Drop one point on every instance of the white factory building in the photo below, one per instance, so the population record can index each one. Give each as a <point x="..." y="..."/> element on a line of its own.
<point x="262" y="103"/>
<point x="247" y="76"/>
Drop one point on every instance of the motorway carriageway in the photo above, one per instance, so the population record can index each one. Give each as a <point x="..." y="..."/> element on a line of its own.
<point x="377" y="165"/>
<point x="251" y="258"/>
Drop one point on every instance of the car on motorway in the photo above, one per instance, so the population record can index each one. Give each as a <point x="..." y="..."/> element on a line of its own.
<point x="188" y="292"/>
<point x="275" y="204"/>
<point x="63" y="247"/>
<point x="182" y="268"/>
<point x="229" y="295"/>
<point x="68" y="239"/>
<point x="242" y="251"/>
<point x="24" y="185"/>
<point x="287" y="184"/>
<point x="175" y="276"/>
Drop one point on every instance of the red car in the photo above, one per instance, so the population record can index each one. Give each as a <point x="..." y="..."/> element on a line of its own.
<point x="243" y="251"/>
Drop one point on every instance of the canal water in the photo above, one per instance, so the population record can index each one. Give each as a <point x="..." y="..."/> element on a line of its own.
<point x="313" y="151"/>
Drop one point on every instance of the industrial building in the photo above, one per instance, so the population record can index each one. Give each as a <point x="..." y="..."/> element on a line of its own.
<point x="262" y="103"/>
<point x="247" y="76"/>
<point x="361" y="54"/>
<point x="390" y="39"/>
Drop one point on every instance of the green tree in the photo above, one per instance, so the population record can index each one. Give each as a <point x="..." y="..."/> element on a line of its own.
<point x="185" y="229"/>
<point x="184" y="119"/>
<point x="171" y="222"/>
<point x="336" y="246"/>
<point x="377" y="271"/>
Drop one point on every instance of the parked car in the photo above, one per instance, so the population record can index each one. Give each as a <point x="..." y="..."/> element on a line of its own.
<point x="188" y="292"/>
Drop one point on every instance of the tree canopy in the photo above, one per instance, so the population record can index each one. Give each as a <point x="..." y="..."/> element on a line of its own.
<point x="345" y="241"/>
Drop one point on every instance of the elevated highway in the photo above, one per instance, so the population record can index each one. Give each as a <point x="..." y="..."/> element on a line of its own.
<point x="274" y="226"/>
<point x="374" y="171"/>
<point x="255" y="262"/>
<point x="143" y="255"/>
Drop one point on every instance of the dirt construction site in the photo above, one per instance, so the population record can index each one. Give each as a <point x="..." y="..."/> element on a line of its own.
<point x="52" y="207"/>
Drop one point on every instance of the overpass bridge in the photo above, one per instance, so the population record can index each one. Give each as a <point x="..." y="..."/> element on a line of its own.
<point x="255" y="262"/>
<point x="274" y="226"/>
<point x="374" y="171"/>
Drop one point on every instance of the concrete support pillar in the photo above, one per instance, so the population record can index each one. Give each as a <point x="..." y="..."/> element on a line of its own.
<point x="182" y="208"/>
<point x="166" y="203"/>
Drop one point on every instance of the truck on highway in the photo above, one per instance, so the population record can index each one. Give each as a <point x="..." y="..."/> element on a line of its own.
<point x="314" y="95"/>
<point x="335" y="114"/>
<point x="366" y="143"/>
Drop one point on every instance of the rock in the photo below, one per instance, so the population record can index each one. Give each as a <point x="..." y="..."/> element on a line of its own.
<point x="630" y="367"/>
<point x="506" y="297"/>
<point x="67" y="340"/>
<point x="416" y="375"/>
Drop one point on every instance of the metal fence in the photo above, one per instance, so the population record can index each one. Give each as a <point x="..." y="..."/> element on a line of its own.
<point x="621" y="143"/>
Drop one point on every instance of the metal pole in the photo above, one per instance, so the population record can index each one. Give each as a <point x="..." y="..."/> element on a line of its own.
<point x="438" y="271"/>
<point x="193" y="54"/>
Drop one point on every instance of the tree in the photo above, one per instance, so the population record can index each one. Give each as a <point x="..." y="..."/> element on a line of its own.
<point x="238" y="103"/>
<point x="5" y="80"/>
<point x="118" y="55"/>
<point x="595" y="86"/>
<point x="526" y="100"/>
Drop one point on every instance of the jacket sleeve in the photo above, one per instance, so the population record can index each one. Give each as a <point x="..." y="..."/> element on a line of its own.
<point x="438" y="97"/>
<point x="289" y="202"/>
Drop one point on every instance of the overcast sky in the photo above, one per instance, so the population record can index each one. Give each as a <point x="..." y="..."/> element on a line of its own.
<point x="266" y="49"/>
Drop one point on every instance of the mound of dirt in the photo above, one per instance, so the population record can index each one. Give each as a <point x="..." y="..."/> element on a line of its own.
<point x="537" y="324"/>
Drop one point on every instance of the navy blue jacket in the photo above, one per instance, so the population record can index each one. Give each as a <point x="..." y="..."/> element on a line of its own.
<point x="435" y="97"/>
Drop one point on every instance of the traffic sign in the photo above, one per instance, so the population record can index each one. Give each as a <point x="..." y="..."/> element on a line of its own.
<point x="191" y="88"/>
────
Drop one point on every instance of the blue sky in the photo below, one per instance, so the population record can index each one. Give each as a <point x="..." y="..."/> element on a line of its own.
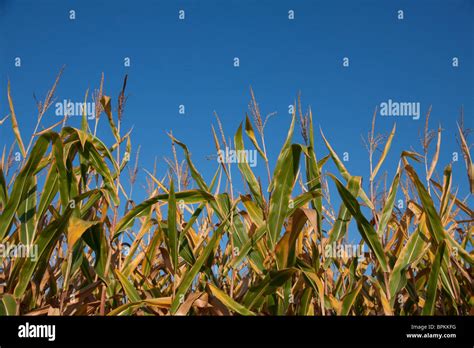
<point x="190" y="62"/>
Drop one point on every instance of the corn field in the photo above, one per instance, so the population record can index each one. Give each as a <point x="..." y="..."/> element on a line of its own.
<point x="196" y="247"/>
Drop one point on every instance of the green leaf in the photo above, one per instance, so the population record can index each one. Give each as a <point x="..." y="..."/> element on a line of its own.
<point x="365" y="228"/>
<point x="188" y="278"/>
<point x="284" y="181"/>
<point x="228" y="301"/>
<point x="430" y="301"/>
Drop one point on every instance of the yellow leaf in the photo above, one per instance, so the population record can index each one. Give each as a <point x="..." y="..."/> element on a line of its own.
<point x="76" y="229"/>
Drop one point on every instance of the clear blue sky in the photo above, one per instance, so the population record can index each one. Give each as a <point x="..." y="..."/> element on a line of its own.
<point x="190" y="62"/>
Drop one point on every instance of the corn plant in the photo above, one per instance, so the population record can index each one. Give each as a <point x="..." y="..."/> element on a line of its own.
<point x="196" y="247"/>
────
Task to complete
How many lines in the material above contain the string "navy"? Reply with the number alone.

The completed task
1